■ **RECORDS FOR THE TASK**

■ ■ ■

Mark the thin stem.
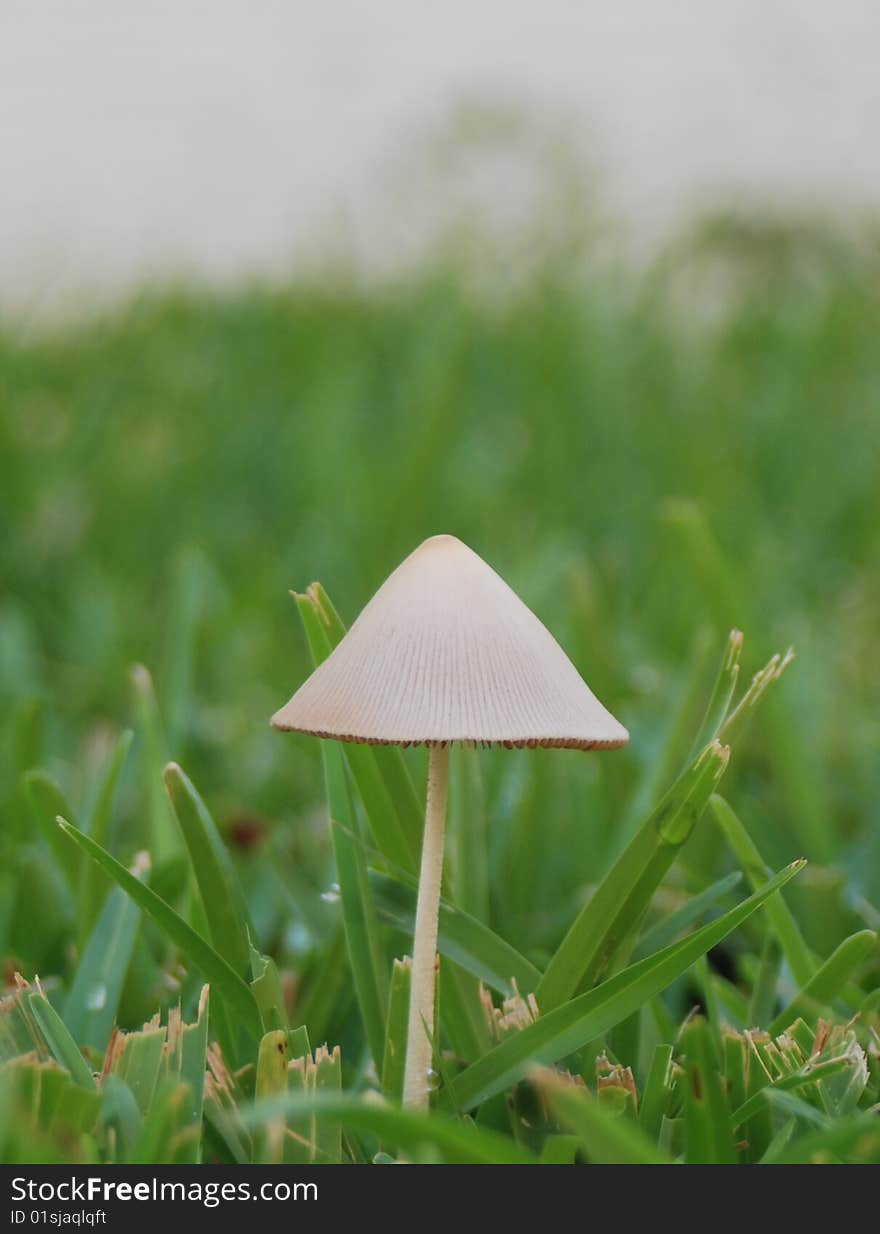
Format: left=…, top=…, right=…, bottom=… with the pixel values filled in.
left=402, top=743, right=450, bottom=1110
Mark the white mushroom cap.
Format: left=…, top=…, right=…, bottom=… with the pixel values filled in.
left=272, top=534, right=628, bottom=750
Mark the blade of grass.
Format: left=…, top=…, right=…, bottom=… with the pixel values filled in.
left=294, top=593, right=387, bottom=1069
left=448, top=744, right=489, bottom=923
left=174, top=984, right=209, bottom=1163
left=639, top=1043, right=674, bottom=1141
left=438, top=962, right=493, bottom=1064
left=665, top=507, right=828, bottom=863
left=249, top=945, right=288, bottom=1032
left=109, top=1023, right=166, bottom=1114
left=538, top=741, right=730, bottom=1010
left=99, top=1075, right=142, bottom=1162
left=163, top=761, right=253, bottom=979
left=160, top=547, right=212, bottom=751
left=620, top=627, right=717, bottom=839
left=538, top=1134, right=580, bottom=1164
left=22, top=769, right=82, bottom=890
left=295, top=923, right=350, bottom=1047
left=661, top=498, right=743, bottom=627
left=80, top=729, right=133, bottom=940
left=330, top=810, right=387, bottom=1070
left=694, top=955, right=721, bottom=1031
left=632, top=871, right=743, bottom=960
left=313, top=1046, right=343, bottom=1165
left=716, top=648, right=795, bottom=747
left=254, top=1030, right=290, bottom=1164
left=768, top=929, right=876, bottom=1037
left=343, top=744, right=420, bottom=872
left=763, top=1113, right=880, bottom=1164
left=64, top=852, right=149, bottom=1051
left=711, top=794, right=815, bottom=987
left=731, top=1054, right=856, bottom=1127
left=308, top=581, right=423, bottom=847
left=130, top=1078, right=195, bottom=1165
left=680, top=1015, right=736, bottom=1163
left=296, top=588, right=418, bottom=869
left=687, top=629, right=744, bottom=759
left=240, top=1091, right=537, bottom=1165
left=131, top=665, right=181, bottom=864
left=450, top=861, right=804, bottom=1111
left=27, top=992, right=96, bottom=1089
left=747, top=935, right=782, bottom=1026
left=57, top=817, right=262, bottom=1040
left=382, top=958, right=411, bottom=1103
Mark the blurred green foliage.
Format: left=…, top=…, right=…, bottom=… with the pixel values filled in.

■ ■ ■

■ **TASK DESCRIPTION**
Show the lines of the records that contain the word "Mark".

■ **EXERCISE RESPONSE**
Mark the thin stem.
Mark the white mushroom cap.
Mark the blade of grass.
Mark the blurred green foliage.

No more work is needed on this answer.